渡された文章:

かぐや姫の歴史
今日から、僕の勝手なBest10:【かぐや姫】編を始めます。楽曲の紹介の中で、都度「かぐや姫」の解説を織り込むのも読みにくいし、くどく感じると思いまして、今回はあらたな試みとして、最初に背景知識として、かぐや姫の歴史について語っておきます。
また、楽曲紹介時は、その曲をモチーフにした短編小説風の記事を掲載しますので、お楽しみください。では早速はじめます。
かぐや姫:結成前夜とフォークの胎動
かぐや姫は、日本のフォーク音楽史に燦然と輝くグループであり、その活動は1970年代の若者文化と深く結びついています。結成に至るまでの道のりは、リーダーの南こうせつを中心に、時代背景と個々の音楽的志向が交錯する中で始まりました。
南こうせつ(本名:南孝設、出身地:大分県大分市)は、1949年2月13日生まれ。幼少期から音楽に親しみ、高校時代にはビートルズやボブ・ディランの影響を受け、ギターを手にしていました。大学進学のため上京後、フォークソングの波に乗り、南は音楽活動を本格化させます。しかし、ソロデビューシングル「最後の世界」(1970年4月)は商業的に成功せず、彼にグループ結成の決意を促しました。大分出身の南は、故郷の自然や素朴な人情を愛し、それが後の楽曲に反映されることになります。
一方、伊勢正三(本名:伊勢正文、出身地:大分県津久見市)は、1947年8月15日生まれ。南とは同郷であり、大分県立大分舞鶴高校時代にフォークグループ「ザ・キングストン・トリオ」に憧れ、音楽の道を志します。大学ではフォークソング研究会に所属し、独自の詩的な歌詞とメロディを磨きました。伊勢の故郷・津久見市の風景は、後に「なごり雪」のモチーフとなるなど、彼の創作に大きな影響を与えています。
山田パンダ(本名:山田勉、出身地:静岡県富士市)は、1949年5月13日生まれ。特徴的な低音ボイスとベース演奏で知られ、かぐや姫に独特の深みを加えました。山田は学生時代にビートルズやサイモン&ガーファンクルを愛聴し、音楽への情熱を育みます。静岡の自然豊かな環境で育った彼の穏やかな性格は、グループの調和に寄与しました。

保存した記録:
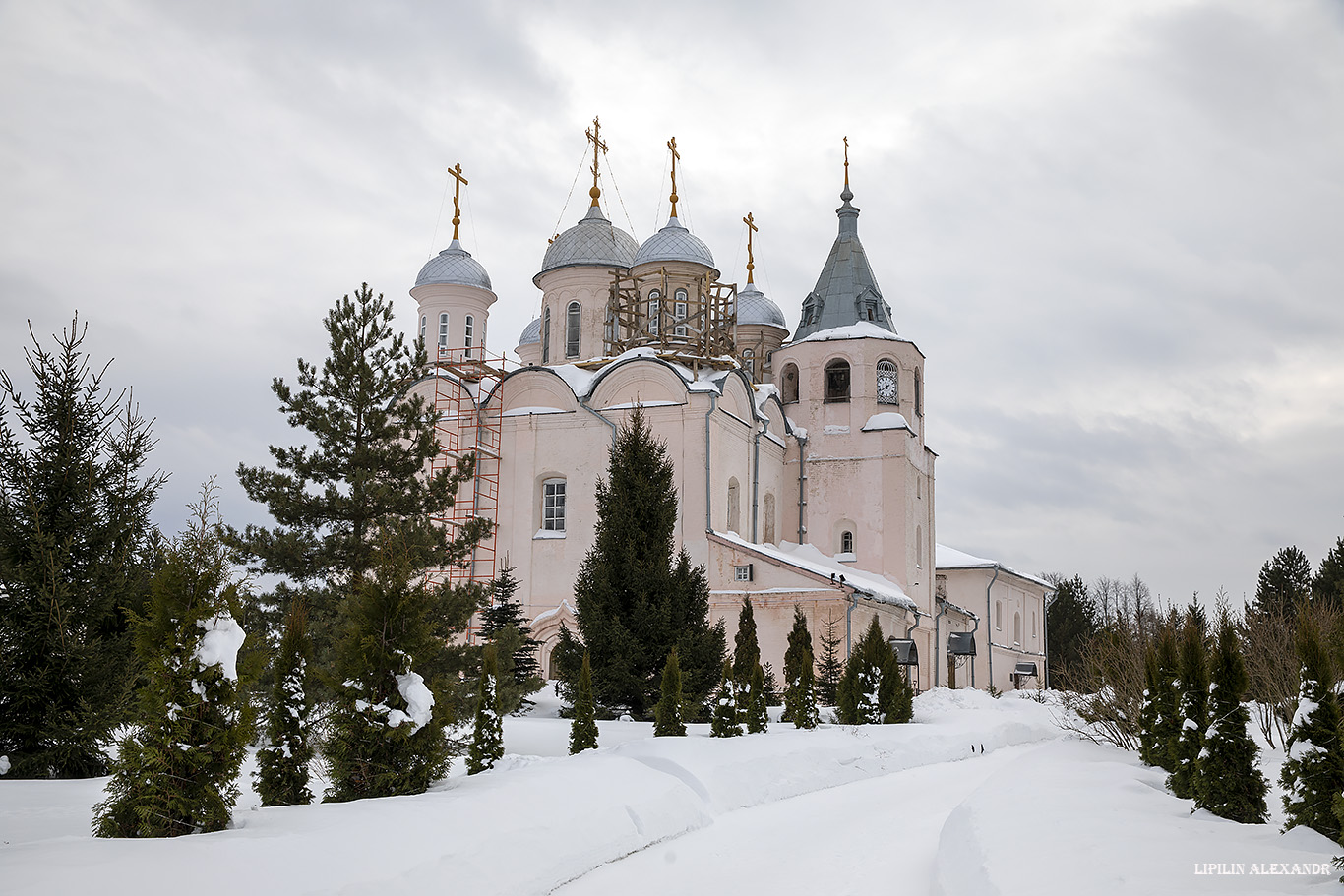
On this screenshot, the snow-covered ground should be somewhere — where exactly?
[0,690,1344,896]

* * *

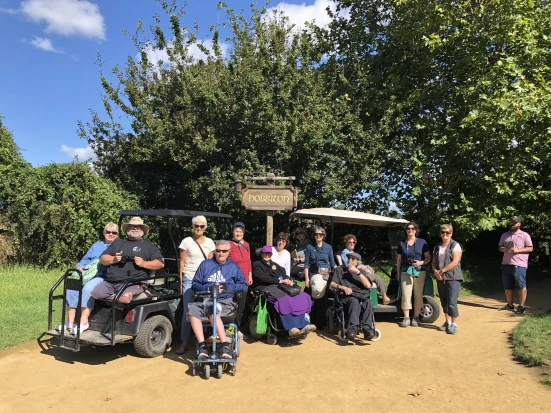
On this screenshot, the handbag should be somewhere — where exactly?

やること:
かぐや姫の歴史についての文章と、次の(a)〜(c)が合っているかを「はい」か「いいえ」で答え、それぞれ決め手になる文章中の言葉をそのまま引用してください。
(a) 南こうせつのソロデビューシングルは売れ行きがよかった。
(b) 山田パンダは静岡県富士市の出身である。
(c) 伊勢正三は大学でフォークソング研究会に入っていた。

書いた答え:
(a) いいえ。「商業的に成功せず」
(b) はい。「出身地:静岡県富士市」
(c) はい。「大学ではフォークソング研究会に所属し」